=== GIVEN EXERCISE ===
How many lines of the data below contain the string "green", with case counting? Reply with the number alone.

[Source data]
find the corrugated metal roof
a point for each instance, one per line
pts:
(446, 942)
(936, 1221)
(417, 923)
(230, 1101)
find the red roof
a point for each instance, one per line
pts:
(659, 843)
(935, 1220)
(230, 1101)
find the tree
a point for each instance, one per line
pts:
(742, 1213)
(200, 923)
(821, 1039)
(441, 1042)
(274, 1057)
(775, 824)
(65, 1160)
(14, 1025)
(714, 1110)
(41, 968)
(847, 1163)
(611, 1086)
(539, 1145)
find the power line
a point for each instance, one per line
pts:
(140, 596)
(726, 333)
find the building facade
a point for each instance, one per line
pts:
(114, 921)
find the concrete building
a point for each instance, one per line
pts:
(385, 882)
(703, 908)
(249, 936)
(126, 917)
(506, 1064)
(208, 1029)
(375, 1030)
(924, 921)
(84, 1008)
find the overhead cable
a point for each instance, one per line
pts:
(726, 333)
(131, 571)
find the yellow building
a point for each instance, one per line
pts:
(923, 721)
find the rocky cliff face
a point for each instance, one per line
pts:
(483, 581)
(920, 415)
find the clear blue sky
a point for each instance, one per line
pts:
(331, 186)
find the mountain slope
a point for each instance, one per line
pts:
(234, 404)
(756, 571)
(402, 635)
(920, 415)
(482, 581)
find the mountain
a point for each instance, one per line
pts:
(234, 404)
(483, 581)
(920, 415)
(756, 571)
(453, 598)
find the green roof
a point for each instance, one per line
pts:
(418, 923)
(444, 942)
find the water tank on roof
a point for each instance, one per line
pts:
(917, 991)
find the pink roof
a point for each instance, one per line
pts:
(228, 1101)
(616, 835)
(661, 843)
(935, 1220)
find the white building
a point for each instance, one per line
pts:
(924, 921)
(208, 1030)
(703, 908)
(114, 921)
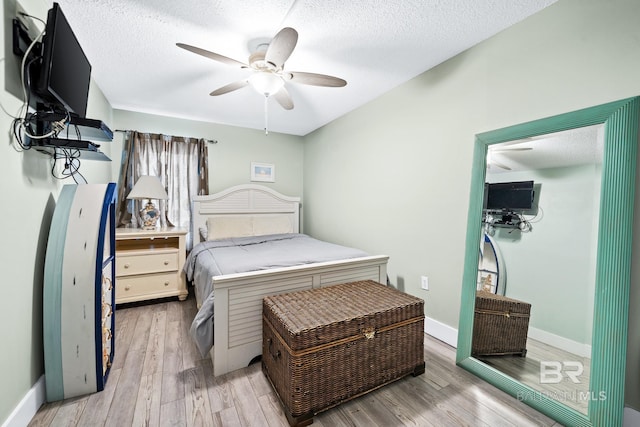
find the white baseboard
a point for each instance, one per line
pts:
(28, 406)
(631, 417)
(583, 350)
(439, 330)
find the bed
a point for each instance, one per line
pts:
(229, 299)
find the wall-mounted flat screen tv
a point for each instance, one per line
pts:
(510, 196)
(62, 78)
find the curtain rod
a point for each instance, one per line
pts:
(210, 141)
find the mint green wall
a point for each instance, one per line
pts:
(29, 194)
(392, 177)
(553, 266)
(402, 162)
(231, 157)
--
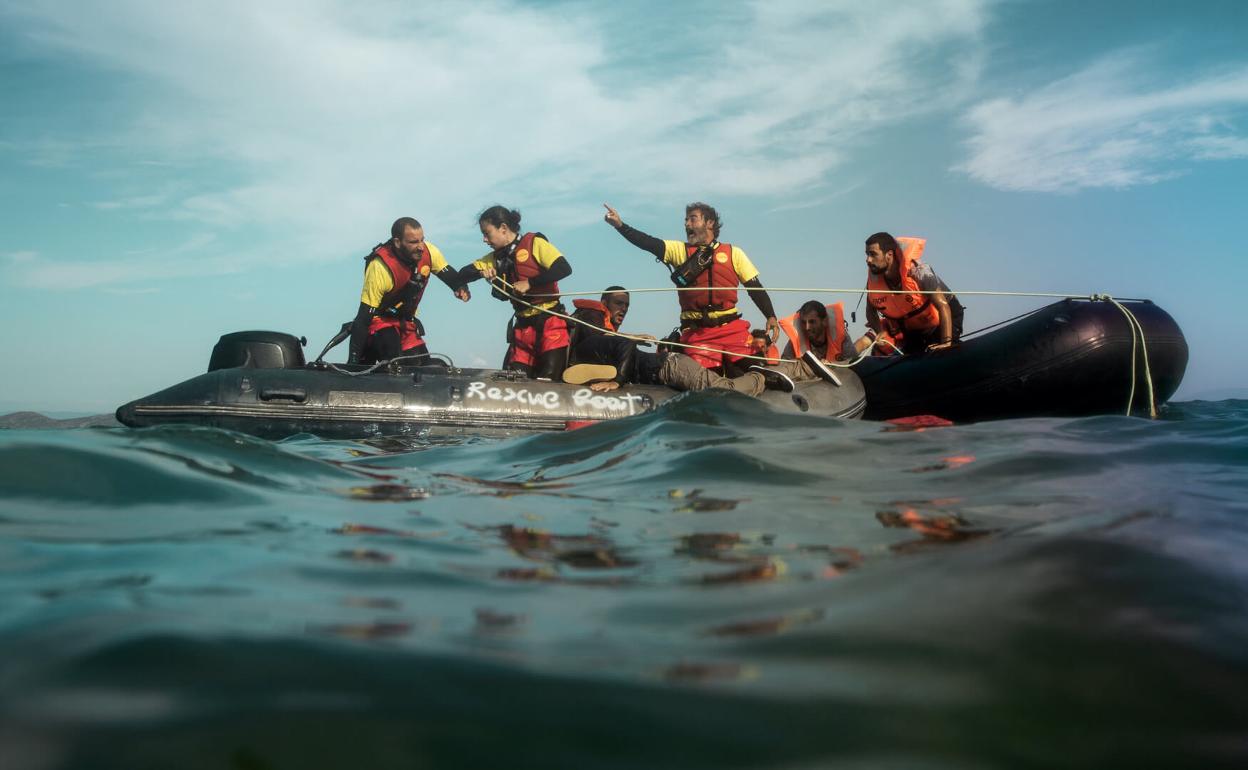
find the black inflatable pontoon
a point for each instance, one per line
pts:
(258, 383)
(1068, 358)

=== RESULT FOR THIS EXERCISE ===
2